Start Data provided
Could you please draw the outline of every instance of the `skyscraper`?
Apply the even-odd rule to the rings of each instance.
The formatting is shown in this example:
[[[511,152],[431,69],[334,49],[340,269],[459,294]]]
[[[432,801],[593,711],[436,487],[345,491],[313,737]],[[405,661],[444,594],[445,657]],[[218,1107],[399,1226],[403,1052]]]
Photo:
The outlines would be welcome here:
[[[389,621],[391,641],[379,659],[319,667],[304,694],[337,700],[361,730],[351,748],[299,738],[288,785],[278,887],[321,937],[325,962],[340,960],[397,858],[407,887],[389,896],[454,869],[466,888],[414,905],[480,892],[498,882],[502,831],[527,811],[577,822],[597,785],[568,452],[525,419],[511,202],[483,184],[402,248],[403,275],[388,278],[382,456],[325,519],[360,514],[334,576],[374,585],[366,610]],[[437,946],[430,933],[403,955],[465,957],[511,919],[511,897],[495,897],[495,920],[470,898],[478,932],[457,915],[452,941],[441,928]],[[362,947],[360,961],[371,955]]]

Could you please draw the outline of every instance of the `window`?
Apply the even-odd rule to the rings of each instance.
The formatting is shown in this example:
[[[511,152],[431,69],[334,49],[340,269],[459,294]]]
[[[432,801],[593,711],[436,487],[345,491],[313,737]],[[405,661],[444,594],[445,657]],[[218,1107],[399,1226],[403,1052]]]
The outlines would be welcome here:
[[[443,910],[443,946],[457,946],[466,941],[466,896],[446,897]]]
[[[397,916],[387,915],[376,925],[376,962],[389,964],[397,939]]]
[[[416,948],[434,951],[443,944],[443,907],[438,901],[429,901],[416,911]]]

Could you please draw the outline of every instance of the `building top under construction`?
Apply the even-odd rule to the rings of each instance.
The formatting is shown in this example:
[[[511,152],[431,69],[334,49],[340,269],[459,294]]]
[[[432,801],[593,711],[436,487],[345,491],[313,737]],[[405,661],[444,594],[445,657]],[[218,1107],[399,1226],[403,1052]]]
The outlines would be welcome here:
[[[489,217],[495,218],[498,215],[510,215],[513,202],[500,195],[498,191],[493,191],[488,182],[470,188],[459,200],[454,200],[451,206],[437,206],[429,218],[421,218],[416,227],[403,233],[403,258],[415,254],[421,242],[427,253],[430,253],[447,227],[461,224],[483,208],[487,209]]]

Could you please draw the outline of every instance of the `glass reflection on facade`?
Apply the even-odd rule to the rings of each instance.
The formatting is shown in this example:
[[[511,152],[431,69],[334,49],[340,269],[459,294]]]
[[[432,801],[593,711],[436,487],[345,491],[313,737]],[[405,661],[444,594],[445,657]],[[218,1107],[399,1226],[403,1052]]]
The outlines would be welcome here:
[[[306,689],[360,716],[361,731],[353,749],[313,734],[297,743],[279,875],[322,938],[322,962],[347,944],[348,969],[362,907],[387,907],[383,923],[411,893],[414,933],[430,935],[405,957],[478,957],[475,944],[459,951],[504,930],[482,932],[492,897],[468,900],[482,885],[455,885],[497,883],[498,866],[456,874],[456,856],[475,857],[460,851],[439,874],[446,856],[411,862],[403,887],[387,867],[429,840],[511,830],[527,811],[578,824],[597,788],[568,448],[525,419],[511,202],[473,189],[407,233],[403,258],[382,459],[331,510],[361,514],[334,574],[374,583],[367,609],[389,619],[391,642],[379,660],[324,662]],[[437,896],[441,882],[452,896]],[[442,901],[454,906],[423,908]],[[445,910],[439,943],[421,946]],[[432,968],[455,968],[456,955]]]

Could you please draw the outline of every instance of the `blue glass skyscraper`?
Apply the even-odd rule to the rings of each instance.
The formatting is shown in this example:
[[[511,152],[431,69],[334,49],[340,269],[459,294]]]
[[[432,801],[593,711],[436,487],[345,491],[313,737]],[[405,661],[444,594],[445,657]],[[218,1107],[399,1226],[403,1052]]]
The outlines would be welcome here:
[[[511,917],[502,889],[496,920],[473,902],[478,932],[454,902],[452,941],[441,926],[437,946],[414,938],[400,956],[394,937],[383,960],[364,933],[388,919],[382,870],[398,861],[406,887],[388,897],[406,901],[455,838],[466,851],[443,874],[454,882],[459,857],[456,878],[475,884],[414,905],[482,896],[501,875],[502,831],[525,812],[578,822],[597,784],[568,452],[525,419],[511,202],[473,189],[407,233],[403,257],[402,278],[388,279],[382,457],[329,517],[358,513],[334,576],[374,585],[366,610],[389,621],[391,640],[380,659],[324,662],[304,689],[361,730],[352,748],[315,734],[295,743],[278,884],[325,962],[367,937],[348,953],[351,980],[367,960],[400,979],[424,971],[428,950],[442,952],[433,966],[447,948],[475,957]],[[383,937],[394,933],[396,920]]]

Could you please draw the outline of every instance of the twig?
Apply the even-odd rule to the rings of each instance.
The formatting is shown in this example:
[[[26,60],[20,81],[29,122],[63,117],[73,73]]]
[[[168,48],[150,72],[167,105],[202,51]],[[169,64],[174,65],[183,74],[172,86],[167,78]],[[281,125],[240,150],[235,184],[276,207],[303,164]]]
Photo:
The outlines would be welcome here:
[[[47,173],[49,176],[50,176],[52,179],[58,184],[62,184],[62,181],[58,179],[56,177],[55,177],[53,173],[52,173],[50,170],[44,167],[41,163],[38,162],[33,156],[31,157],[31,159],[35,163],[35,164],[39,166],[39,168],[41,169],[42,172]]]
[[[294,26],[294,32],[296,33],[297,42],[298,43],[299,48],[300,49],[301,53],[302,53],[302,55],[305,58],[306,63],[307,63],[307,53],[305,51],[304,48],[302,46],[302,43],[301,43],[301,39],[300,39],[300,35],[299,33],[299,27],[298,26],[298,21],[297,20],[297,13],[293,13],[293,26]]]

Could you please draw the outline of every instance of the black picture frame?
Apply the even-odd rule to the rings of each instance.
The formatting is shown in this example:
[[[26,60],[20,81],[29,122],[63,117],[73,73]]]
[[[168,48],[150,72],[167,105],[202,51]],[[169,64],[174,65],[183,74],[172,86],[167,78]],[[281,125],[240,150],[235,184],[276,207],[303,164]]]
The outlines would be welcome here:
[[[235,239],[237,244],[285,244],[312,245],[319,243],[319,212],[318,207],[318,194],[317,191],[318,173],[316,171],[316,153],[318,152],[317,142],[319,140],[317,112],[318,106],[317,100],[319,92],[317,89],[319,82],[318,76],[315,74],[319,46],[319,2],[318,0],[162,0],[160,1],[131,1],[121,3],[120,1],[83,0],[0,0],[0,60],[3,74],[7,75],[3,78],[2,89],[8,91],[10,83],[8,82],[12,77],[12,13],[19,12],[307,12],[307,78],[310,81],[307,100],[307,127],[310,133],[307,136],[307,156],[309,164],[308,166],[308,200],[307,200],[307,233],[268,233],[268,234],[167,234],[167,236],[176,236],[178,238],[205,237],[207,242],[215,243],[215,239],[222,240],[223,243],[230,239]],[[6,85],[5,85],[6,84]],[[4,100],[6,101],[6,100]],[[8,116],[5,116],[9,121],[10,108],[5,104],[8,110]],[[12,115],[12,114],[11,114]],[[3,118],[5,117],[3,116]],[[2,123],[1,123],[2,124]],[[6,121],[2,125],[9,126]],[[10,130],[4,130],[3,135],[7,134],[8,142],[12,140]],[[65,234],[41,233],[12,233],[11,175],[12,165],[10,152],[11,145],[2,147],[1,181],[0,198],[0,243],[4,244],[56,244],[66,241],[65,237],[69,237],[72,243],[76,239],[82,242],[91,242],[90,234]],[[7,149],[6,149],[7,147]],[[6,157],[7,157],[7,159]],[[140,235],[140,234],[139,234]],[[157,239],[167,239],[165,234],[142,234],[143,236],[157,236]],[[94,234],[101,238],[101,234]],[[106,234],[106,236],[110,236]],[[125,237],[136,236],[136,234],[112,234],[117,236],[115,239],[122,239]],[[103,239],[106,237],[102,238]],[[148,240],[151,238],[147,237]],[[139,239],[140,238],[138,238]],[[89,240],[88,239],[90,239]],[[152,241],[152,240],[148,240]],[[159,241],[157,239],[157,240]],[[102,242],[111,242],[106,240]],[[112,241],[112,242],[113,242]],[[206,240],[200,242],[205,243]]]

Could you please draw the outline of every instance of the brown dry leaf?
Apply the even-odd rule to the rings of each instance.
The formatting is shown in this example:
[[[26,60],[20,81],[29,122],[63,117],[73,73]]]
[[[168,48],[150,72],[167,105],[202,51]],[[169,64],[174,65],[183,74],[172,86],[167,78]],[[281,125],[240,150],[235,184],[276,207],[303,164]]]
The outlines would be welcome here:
End Data provided
*Requirements*.
Copy out word for word the stretch of the material from the line containing "brown dry leaf?" through the end of the material.

*Written solution*.
Could you please draw the outline of every instance of the brown dry leaf?
Apply the even-odd rule to the rings of each instance.
The formatting is shown in this example:
[[[26,60],[20,81],[29,122],[63,117],[73,73]]]
[[[168,48],[150,72],[167,105],[202,51]],[[169,64],[174,65],[183,74],[172,86],[167,78]],[[281,125],[240,150],[235,184],[276,207],[303,164]]]
The outlines would be welcome here:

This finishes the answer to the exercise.